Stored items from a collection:
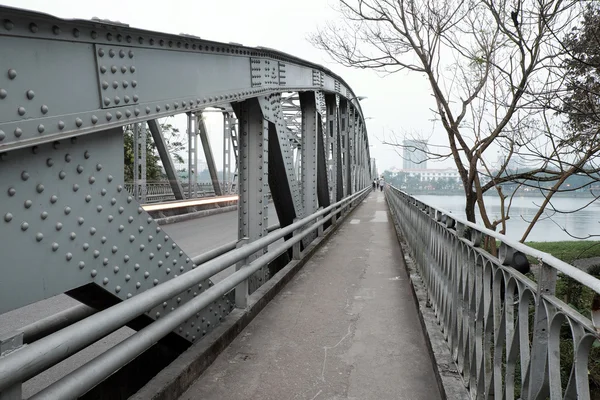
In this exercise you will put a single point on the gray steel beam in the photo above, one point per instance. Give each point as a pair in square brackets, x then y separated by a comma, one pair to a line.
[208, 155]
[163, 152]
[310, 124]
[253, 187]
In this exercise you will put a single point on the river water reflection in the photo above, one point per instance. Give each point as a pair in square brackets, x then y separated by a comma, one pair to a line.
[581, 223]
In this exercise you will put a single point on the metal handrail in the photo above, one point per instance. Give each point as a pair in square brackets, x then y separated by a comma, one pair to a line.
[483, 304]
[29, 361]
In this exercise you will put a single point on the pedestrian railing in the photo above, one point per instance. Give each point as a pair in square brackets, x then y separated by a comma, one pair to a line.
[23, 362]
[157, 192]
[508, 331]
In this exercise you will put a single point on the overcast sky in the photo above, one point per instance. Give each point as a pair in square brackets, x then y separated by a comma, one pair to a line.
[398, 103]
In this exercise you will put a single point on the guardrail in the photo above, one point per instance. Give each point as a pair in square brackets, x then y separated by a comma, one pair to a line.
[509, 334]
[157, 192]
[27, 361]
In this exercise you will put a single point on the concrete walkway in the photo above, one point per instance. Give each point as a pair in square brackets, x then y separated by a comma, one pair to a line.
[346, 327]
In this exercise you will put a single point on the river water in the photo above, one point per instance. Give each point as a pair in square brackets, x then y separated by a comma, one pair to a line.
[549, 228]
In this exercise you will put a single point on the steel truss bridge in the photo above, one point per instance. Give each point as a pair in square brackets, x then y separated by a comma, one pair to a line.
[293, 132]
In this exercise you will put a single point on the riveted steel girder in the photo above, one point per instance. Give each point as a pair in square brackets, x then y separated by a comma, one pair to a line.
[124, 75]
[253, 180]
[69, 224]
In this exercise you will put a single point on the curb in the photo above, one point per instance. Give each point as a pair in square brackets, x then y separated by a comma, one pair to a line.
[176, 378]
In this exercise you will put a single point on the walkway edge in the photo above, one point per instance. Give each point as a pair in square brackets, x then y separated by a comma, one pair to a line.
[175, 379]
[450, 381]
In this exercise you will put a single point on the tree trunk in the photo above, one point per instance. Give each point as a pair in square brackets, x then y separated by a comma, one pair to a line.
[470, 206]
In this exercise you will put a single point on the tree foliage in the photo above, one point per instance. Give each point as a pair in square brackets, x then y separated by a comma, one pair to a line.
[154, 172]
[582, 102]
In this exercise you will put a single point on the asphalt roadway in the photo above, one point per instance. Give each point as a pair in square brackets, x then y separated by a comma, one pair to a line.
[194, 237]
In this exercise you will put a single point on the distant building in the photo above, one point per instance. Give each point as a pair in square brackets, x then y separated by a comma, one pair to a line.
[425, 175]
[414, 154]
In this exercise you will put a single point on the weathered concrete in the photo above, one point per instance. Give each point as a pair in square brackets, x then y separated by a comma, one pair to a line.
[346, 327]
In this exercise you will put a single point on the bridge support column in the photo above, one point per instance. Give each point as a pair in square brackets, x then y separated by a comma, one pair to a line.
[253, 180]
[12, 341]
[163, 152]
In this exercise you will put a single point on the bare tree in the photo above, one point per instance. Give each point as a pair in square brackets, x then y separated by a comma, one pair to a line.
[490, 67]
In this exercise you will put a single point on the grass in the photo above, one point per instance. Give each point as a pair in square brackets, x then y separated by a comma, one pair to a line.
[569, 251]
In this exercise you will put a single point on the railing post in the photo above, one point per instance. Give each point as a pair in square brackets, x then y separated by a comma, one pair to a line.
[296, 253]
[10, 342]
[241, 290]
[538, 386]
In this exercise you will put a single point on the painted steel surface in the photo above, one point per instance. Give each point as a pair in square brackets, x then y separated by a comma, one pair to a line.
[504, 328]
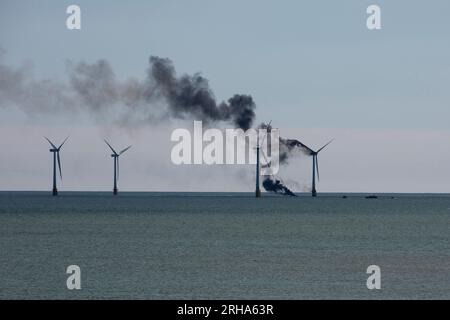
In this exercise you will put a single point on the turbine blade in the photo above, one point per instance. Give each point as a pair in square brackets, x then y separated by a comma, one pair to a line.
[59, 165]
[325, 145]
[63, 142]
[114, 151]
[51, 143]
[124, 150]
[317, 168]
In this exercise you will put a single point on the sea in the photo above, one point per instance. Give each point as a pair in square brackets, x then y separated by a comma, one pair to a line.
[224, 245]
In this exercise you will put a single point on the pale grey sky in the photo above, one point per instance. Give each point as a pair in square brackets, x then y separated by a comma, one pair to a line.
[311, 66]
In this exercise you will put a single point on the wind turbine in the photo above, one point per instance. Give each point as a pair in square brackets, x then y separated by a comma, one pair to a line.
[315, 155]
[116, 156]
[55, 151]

# To be done:
Copy out every line from the one containing "point on the sea" to the end of the material, both ends included.

# Task solution:
In this exercise you will put a single point on the sea in the photo above, one point per instance. Give each point as a pair in square brackets, x then y separated by a comma, one pair to a line.
[224, 245]
In this exercise you will put a single point on the pale grey sky in the photo above, one point per instance. Give each point as a pair in square brackets, x then y separated by a comma, one pair to a line.
[311, 66]
In this exercise you will put a single point on the wind turbine in the photo above, one point per instance. Give each point as a pair in square brackets, x then y separated by a comma, one pair to a line.
[315, 155]
[116, 156]
[55, 151]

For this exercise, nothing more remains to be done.